| WHAT TO PRODUCE |
Tally the lines in the records below that contain the string "acoustic", treating uppercase and lowercase letters as distinct, and give only the resulting number.

[A sequence of records]
===

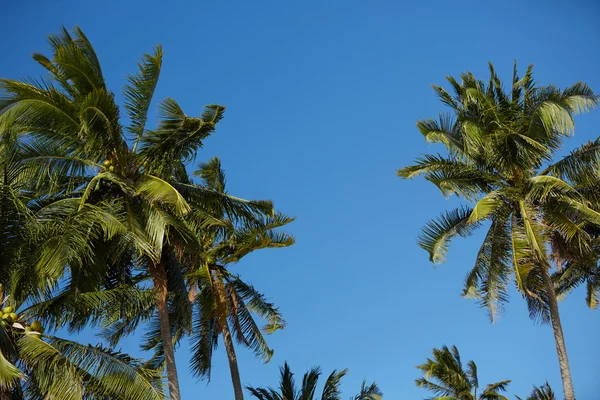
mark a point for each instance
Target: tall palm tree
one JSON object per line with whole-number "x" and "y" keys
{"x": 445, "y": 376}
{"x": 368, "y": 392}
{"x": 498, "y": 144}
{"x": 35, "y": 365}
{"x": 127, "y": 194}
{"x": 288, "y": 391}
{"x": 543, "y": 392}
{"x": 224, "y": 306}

===

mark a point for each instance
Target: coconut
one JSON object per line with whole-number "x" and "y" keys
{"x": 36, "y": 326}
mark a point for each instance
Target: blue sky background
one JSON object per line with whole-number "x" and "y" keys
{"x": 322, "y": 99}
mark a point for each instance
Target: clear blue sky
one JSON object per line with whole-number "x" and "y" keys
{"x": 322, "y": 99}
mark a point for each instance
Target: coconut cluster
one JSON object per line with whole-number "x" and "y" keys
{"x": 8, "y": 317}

===

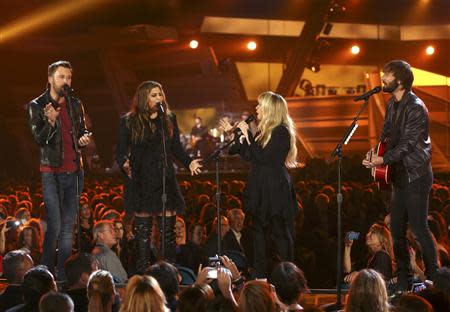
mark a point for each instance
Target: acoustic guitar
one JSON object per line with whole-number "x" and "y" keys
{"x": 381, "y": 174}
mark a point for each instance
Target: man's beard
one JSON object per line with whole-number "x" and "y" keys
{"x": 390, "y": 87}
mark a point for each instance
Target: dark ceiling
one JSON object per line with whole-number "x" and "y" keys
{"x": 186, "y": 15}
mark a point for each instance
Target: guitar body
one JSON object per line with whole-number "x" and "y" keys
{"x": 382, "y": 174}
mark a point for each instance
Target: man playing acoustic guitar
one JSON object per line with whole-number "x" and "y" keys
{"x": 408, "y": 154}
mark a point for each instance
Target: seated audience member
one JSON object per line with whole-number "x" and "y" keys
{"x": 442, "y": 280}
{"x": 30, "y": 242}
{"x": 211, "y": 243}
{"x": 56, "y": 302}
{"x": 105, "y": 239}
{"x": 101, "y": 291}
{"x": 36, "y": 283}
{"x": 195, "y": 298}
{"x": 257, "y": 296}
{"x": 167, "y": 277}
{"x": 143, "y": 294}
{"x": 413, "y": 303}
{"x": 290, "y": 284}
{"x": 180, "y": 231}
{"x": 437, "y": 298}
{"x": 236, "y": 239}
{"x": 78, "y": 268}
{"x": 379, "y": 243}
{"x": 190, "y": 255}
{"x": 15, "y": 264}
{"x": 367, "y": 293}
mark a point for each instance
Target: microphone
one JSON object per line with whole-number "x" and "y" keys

===

| FULL OUTPUT |
2